Task material:
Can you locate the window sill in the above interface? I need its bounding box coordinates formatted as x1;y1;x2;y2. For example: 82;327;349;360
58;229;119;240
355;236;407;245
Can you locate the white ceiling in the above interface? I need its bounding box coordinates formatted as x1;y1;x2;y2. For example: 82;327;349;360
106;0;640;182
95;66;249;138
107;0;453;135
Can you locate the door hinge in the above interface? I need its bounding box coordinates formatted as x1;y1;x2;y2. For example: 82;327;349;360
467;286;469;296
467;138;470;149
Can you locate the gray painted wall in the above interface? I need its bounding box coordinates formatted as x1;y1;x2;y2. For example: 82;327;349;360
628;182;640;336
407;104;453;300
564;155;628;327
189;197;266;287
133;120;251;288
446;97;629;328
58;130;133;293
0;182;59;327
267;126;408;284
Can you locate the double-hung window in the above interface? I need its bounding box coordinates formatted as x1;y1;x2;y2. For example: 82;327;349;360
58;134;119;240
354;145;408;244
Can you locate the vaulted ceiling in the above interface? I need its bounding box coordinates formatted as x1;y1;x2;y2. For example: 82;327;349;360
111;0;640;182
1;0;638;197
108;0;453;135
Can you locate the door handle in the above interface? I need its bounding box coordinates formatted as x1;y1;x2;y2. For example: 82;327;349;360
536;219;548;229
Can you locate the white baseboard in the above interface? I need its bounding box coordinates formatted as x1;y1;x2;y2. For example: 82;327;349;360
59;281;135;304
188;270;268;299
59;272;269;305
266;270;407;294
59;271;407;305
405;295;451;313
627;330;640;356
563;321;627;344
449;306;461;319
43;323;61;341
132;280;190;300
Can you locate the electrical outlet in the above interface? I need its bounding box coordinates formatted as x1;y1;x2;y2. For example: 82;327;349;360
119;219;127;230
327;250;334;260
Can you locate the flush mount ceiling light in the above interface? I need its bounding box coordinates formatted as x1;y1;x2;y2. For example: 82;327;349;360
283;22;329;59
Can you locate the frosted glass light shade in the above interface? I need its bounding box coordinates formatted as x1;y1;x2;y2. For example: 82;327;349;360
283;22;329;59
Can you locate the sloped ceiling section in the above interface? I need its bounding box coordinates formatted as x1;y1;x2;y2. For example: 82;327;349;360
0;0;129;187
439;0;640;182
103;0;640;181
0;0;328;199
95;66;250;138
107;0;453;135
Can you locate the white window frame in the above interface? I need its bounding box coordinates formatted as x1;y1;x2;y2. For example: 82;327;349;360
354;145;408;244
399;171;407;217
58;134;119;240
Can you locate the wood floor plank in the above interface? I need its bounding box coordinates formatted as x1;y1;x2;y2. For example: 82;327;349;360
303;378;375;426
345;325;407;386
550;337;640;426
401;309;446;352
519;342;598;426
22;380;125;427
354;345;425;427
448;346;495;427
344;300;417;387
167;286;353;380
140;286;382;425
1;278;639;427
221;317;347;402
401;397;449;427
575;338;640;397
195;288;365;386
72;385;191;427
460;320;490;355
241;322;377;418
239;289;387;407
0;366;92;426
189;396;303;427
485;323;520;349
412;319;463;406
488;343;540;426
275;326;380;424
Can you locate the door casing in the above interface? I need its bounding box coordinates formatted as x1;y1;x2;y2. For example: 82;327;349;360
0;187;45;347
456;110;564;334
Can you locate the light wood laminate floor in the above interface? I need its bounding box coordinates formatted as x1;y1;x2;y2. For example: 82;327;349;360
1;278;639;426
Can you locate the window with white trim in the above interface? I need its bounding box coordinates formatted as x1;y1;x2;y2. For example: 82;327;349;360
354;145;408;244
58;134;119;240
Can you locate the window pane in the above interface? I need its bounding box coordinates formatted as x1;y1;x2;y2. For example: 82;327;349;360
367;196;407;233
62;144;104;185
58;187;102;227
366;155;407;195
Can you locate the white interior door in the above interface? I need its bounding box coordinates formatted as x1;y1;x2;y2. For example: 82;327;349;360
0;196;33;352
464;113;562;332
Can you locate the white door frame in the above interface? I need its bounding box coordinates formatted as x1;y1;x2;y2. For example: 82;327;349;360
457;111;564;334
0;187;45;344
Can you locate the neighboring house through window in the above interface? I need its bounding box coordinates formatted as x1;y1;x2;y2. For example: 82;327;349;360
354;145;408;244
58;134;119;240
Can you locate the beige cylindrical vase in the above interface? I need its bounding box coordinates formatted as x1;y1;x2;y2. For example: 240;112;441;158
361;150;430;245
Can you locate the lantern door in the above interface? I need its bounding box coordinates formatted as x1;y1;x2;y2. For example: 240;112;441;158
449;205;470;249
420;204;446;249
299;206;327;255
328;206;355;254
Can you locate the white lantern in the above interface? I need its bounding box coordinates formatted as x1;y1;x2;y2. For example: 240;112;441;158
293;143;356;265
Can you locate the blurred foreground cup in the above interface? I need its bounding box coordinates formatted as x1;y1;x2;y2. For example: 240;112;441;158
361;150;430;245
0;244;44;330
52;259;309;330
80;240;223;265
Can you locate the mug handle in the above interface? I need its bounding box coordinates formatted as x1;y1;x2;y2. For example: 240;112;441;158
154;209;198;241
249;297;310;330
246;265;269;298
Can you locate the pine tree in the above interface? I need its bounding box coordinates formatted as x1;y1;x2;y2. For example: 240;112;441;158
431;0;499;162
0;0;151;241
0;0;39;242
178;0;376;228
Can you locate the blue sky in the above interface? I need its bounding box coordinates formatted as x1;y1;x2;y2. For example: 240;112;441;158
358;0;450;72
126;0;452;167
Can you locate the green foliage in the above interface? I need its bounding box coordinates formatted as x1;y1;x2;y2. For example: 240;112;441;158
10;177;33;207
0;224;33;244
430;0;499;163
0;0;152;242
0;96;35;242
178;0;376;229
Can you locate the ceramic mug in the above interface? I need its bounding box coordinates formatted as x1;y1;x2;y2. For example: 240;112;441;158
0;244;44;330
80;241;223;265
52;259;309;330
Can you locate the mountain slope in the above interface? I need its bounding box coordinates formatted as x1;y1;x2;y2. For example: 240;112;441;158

Your goal: Output each record above exactly, omitting nothing.

Answer to the problem:
Can you locate the window sill in the above interface? I need its bounding box coordinates formatted as x1;y1;x2;y2. For example: 82;327;349;360
58;229;119;240
355;236;407;245
Can you locate the white ceiling in the above interface? I need its bounding box coordinates formatted as x1;y1;x2;y2. For example: 82;327;349;360
106;0;640;182
95;66;249;138
107;0;453;135
Can you locate the door hinge in the above interface? I need its bounding box coordinates formatted as x1;y1;x2;y2. For example: 82;327;349;360
467;286;469;296
467;138;470;149
Can you locate the gray painted wall in the above interface? I need its bounding box coordinates formatted as x1;y1;x2;y2. For example: 82;327;349;360
628;182;640;336
407;104;453;300
564;155;628;327
189;197;266;287
133;120;251;288
446;97;629;328
58;130;133;293
0;182;59;327
267;126;408;284
Can you locate the double-hung window in the above interface? I need its bounding box coordinates formatted as x1;y1;x2;y2. For example: 82;327;349;360
58;134;119;240
354;145;408;244
Can you locate the vaulted ceiling in the above interface? I need its bounding box coordinates formatted as x1;y1;x2;y2. For example: 82;327;349;360
111;0;640;182
1;0;638;197
108;0;453;135
Can you locate the door handle in the above interface? I need its bounding box coordinates formatted as x1;y1;x2;y2. For example: 82;327;349;360
536;219;548;229
Can you locate the white baseboard in the above interface? I need its bounding box coordinates formatted as x1;y1;x2;y2. For example: 82;327;349;360
59;281;135;304
188;270;268;299
59;272;269;305
266;270;407;294
59;271;407;305
405;295;451;313
627;330;640;356
563;321;627;344
449;306;461;319
43;323;61;341
132;280;190;300
Can you locate the electrical outlet in the above interface? I need its bounding box coordinates formatted as x1;y1;x2;y2. For example: 82;327;349;360
119;219;127;230
327;250;334;260
Can you locate the flush mount ceiling light in the above interface? I need its bounding box coordinates formatted as x1;y1;x2;y2. For example: 82;327;349;360
283;22;329;59
Can you locate the frosted glass light shade in the above interface? I need its bounding box coordinates formatted as x1;y1;x2;y2. For example: 82;327;349;360
283;22;329;59
Can you locate the sloped ceiling section in the above interface? I need its bounding box coordinates formatted as x1;y1;x2;y2. For example: 82;327;349;360
0;0;129;187
439;0;640;182
103;0;640;181
0;0;328;199
95;66;250;138
107;0;453;135
Can you locate the white window frame in the above interface? I need its bounding box coordinates formatted as x1;y1;x2;y2. For example: 82;327;349;360
354;145;408;244
399;171;407;217
58;134;119;240
Can you locate the wood floor plank in the above interface? I need its bounding box coordinates formatted as x1;y1;x2;y2. For example: 82;327;349;360
303;378;375;426
345;325;407;386
550;337;640;426
401;309;446;352
519;342;598;426
22;380;125;427
354;345;425;427
448;346;495;427
344;300;417;387
167;286;353;380
140;286;382;425
1;278;639;427
221;317;347;402
401;397;449;427
575;338;640;397
195;288;365;386
72;385;191;427
460;320;490;355
241;322;377;418
239;289;387;407
0;366;92;426
189;396;303;427
485;323;520;349
412;319;463;406
488;343;540;426
275;326;380;424
Can you locate the door casing in the above interface? I need its bounding box coordinates formatted as x1;y1;x2;y2. For example: 82;327;349;360
0;187;45;347
456;110;564;334
Can you locate the light wood laminate floor in the above interface? I need its bounding box coordinates formatted as x1;y1;x2;y2. For example: 82;327;349;360
1;278;639;426
Can you locate the window with white trim in the above interface? I need its bounding box coordinates formatted as x1;y1;x2;y2. For example: 82;327;349;360
354;145;408;244
58;134;119;240
Can you locate the window pane in the above interface? I need its bounding box coordinates formatted as x1;y1;x2;y2. For example: 82;327;349;360
367;196;407;233
62;144;104;185
58;187;102;227
366;155;407;195
Can you locate the white interior door in the above interface? I need its bounding box coordinates formatted as x1;y1;x2;y2. For example: 82;327;349;360
0;196;33;352
464;113;562;332
Can you locate the white door frame in the above interface? I need its bounding box coordinates formatted as x1;y1;x2;y2. For example: 82;327;349;360
457;111;564;334
0;187;45;344
Can you locate the neighboring house through window in the above interface? I need its bounding box coordinates formatted as x1;y1;x2;y2. For example: 82;327;349;360
354;145;408;244
58;134;119;240
Can you locate the beige cylindrical vase in the above interface? I need its bounding box coordinates formatted as x1;y1;x2;y2. For example: 240;112;441;158
361;150;430;245
Can you locate the lantern door in the above interface? I need its bounding box coordinates formatted as x1;y1;x2;y2. For example: 240;112;441;158
449;205;470;249
420;204;446;249
299;206;327;255
328;206;355;254
Can you locate the white lantern in the above interface? I need its bounding box coordinates formatted as x1;y1;x2;y2. For example: 240;112;441;158
293;143;356;265
Can you locate the blurred foreground cup in the above interface? I need its bounding box coordinates formatted as x1;y1;x2;y2. For example: 240;112;441;158
361;150;430;245
0;244;44;330
52;259;309;330
80;240;223;265
Can you locate the mug handle in the above interface? I need its bounding box coordinates formatted as x1;y1;x2;y2. For example: 240;112;441;158
154;209;198;241
249;297;310;330
246;265;269;298
Can you locate the pine tree in the above interface? I need its bounding box coordinates formatted as x1;y1;x2;y2. For example: 240;112;441;158
431;0;499;162
0;0;151;241
0;0;39;242
178;0;376;228
Can you locate the blue sky in the above interface? I need its bounding box coordinates formatted as x1;y1;x2;y2. For example: 240;112;441;158
358;0;450;72
126;0;452;167
Can you locate the green foliage in the above interface? I need its bounding box coordinates formatted as x1;y1;x2;y2. For example: 240;112;441;158
10;177;33;207
0;224;33;244
430;0;499;163
0;0;152;242
0;96;35;242
178;0;376;229
Can you locate the ceramic mug in the above interface? I need its bounding box coordinates formatted as x1;y1;x2;y2. For example: 240;112;441;158
0;244;44;330
80;241;223;265
52;259;309;330
Can you locate the mountain slope in the above interface? I need its bounding box coordinates formatted as x1;y1;x2;y2. For example: 240;112;441;158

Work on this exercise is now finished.